PROBLEM TO WORK ON. Each record below should be output verbatim, without pictures.

— Begin SOURCE DATA —

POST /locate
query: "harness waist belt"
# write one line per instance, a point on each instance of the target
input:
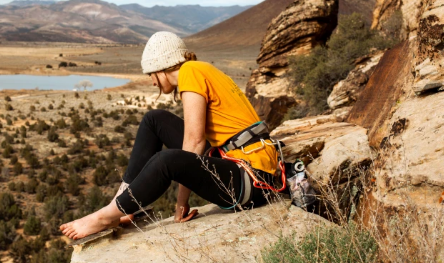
(250, 135)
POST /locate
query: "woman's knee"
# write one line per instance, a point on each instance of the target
(153, 116)
(165, 162)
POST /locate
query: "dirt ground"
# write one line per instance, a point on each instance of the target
(121, 61)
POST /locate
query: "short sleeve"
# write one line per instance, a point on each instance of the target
(192, 79)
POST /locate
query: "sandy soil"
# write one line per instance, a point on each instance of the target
(121, 61)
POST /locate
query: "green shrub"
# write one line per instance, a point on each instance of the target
(52, 134)
(8, 107)
(18, 168)
(56, 206)
(325, 244)
(102, 140)
(7, 234)
(100, 176)
(8, 208)
(119, 129)
(32, 226)
(315, 75)
(94, 200)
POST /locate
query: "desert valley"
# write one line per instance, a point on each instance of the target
(351, 87)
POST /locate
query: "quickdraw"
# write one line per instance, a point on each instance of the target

— End SOURCE DATA —

RESULT.
POST /locate
query: "harness waist belt"
# write one line per instance, a point on each instance of the target
input:
(250, 135)
POST /locate
query: "woman's knee"
# write one line per instance, a point on each instance of the target
(153, 116)
(165, 162)
POST /locate
query: "dirt ground"
# write one line per instance, a point on each instance of the target
(121, 61)
POST /locate
query: "short sleeve"
# write one line per instance, a point on each instance of the target
(192, 79)
POST /locate
query: "sandy soil"
# write one line per instance, a point on each instance of the target
(121, 61)
POST /locate
query: "green shrub"
# write one line per instance, a point on each instance of the target
(52, 134)
(8, 107)
(18, 168)
(56, 206)
(325, 244)
(102, 140)
(7, 234)
(100, 176)
(8, 208)
(119, 129)
(32, 226)
(315, 75)
(94, 200)
POST /locate
query: "desert valley"
# write one line per instance, a point on each instance of the target
(351, 87)
POST /locate
query: "quickdraw"
# write one line per instance, a point on each instance of the target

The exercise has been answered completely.